Shortly after hearing this interview I read a transcript of a radio interview with Viktor Orbán on InfoRádió in which Orbán said that "Fidesz has a substantive program for solving the crisis." That sentence was used as the headline to the interview. Therefore, I read eagerly, hoping to find the answer. It was a fairly long interview but out of the eleven questions posed only two had anything to do with the "substantive program." From the answer we learned that in fact Orbán has been talking about the main points of the program all along. If Fidesz wins the elections they will immediately implement the program. Period. Even InfoRádió's reporter was dissatisfied with this answer and asked, "Could we hear some details of this package?" Orbán's response was that there are not enough people working in Hungary; Fidesz will create one million new jobs. "It will take some years, it will not be easy, but we will accomplish the task." When the reporter inquired how Fidesz would create these new jobs, Orbán repeated the old mantras: tax reduction, abolishing the grey economy, and reducing bureaucracy. The real problem, he repeated, is the present government. "Hungary's problems are not primarily economic but political." End of interview.
First of all, as we all know, the "program" outlined by Viktor Orbán is unrealistic. Can it even be called a program? Especially a substantive one? I don't think so. I'm afraid in this case Tibor Navracsics's admission that Fidesz doesn't really have a program is closer to the truth. By the way, contrary to earlier strict party discipline when it came to communication (the so-called parrot commando), Fidesz no longer always speaks with one voice. Sometimes György Matolcsy, the Fidesz economic expert, says things that contradict Szijjártó or Orbán. Even Mihály Varga, former minister of finance, made the mistake of saying that tax cuts are out of the question under the present circumstances. An absolute no-no in Fidesz.
As for the suggestions of the Reform Alliance, Szijjártó made no bones about it: taking away any entitlement is out of the question. Orbán was less negative: he expressed his delight that the Reform Alliance's economists adopted some of Fidesz's suggestions. He didn't specify. If you ask me, I would guess that he liked the idea of tax cuts without the corresponding cuts in social services. And that is a non-starter.

Goals =>
**A)** According to the piece on Fidesz's economic program, how many new jobs did Orbán say Fidesz would create?
**B)** Carry the piece on Fidesz's economic program forward from its final sentence.

Raw data =>
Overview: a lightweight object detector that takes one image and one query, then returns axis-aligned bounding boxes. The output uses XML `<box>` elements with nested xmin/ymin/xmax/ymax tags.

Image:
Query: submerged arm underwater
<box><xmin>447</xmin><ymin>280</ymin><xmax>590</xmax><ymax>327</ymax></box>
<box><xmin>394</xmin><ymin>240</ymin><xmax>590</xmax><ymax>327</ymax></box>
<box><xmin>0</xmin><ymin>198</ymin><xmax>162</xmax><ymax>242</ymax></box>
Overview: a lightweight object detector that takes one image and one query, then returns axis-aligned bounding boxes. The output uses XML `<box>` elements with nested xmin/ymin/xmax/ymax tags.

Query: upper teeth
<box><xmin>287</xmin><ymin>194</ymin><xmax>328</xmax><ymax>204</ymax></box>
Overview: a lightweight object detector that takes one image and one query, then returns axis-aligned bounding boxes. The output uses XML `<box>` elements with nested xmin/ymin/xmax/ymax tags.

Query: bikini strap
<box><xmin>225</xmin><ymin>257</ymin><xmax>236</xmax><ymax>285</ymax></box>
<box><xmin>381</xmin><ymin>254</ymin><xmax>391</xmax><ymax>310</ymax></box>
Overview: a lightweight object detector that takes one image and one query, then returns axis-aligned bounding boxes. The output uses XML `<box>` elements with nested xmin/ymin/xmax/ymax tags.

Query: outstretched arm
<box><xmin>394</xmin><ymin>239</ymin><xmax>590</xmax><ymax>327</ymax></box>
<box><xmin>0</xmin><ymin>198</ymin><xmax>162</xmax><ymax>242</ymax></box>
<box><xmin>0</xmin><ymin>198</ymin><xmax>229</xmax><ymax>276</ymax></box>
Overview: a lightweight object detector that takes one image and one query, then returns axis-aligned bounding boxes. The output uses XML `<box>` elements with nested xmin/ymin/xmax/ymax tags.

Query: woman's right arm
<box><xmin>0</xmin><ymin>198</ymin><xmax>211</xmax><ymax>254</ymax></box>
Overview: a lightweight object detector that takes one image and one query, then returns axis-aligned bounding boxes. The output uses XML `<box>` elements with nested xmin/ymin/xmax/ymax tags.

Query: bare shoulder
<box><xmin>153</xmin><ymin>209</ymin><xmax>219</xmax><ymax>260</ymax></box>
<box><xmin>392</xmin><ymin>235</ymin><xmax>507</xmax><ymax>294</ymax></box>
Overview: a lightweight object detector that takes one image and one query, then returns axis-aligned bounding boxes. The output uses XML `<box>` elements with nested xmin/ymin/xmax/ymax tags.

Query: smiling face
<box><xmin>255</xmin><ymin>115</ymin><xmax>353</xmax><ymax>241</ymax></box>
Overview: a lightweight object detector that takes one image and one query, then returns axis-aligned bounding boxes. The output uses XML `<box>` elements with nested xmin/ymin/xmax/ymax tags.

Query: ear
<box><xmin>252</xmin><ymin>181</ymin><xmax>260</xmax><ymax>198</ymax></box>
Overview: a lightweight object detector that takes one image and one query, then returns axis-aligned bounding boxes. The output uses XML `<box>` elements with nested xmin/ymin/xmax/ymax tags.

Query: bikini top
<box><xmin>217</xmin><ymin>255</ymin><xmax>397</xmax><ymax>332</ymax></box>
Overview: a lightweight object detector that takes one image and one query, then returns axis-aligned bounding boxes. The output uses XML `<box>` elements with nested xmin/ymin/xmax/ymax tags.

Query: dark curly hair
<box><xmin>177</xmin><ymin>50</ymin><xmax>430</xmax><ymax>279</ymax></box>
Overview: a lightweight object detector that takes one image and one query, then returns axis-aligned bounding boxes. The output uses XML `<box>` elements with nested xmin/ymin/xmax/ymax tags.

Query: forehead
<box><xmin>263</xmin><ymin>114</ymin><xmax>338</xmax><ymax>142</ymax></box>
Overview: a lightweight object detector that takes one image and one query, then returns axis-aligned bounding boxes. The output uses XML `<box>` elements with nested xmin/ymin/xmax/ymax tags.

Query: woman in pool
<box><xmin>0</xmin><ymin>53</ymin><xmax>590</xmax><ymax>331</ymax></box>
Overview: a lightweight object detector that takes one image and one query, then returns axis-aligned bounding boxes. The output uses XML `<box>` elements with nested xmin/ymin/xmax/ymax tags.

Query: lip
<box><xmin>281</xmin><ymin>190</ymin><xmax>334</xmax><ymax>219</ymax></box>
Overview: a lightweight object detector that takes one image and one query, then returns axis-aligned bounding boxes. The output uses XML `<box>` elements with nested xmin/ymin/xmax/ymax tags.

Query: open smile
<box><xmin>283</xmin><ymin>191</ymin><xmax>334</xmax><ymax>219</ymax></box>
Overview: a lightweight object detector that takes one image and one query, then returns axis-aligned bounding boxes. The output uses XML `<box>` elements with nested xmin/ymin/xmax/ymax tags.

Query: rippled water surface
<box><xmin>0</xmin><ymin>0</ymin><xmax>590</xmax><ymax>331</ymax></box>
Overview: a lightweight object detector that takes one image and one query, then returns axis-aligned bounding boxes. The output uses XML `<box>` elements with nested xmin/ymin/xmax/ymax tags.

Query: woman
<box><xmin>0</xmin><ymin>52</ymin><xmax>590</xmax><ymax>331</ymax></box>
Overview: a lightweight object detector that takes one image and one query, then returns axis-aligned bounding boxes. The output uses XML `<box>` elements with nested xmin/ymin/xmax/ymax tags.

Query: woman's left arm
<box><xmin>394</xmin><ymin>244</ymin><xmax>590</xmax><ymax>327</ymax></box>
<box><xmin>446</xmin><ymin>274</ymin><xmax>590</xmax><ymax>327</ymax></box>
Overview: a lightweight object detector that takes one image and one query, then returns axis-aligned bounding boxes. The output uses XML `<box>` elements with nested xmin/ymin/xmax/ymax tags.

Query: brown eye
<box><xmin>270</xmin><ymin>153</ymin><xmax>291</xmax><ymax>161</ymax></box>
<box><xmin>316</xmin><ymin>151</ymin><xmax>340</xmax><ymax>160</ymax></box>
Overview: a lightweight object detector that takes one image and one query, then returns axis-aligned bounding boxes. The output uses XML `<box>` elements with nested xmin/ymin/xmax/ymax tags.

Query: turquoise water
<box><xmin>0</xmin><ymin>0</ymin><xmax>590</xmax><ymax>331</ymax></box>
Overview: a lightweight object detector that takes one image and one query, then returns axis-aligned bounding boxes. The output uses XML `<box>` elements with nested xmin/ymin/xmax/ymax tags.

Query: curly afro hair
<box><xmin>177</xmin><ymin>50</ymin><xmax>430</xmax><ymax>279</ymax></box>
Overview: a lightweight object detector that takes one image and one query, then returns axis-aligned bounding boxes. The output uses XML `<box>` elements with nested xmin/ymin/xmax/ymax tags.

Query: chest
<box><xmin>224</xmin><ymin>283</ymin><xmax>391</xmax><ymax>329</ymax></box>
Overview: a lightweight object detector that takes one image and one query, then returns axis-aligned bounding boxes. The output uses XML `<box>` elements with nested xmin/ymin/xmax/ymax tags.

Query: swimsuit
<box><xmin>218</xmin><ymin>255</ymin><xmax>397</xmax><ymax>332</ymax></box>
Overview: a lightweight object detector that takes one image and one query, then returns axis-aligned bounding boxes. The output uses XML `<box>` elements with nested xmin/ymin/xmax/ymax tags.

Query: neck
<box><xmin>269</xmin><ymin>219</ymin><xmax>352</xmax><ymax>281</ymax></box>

Answers for the exercise =>
**A)** One million

**B)**
Orbán seems to be putting his energy into trying to steal the limelight from Prime Minister Ferenc Gyurcsány who on February 18 called for a €100 billion rescue plan from the European Union for the troubled banks in central and eastern Europe. Gyurcsány also announced that he raised the idea of an informal meeting of European leaders on March 1. Orbán is now championing a similar idea, but he is no diplomat. He accused the west of "breaking the contract with Eastern Europe"but not helping out the region. I'm not sure whether this is a smart way to go. In any case, he seems to be warming up an old idea of his: a north-south axis from Poland to Croatia that would in some way compete with the European Union.
Meanwhile, as I indicated in my comment this morning, MDF and SZDSZ love the unrealistic suggestions of the Reform Alliance. A couple of SZDSZ leaders, specifically József Gulyás and Gábor Horn, didn't even exclude the possibility of early elections, saying that from the point of view of SZDSZ the date of the elections makes no difference. They are most likely right about that: in either case they probably won't receive enough votes to participate in national politics. So at the moment the outlook is rather bleak. But in the past Gyurcsány could always pull a rabbit out of his hat. I remain hopeful despite everything.
It was at the end of November, 2008, that a new organization came into being: the Reform Alliance. It consisted of nine representatives of business associations, the president of the Hungarian Chamber of Commerce and Industry, the present and past presidents of the Hungarian Academy of Sciences, the former presidents of the Hungarian National Bank, and ministers of finance and economic development prior to 2002.
Considering that the Reform Alliance's suggestions had to have solid economic grounding, a slew of economists were invited to work on the project. Publicly only four names are known: László Békesi, briefly minister of finance in Gyula Horn's government and now a professor of economics; Attila Chikán, minister of economics in the first half of Viktor Orbán's tenure as prime minister, now also a professor of economics; Péter Oszkó, CEO of Deloitte in Hungary; and Éva Palócz, CEO of the Kopint-Tárki Economic Research Institute. Three of these (Békesi, Chikán, and Oszkó) headed workshops, each dealing with different aspects of the economy.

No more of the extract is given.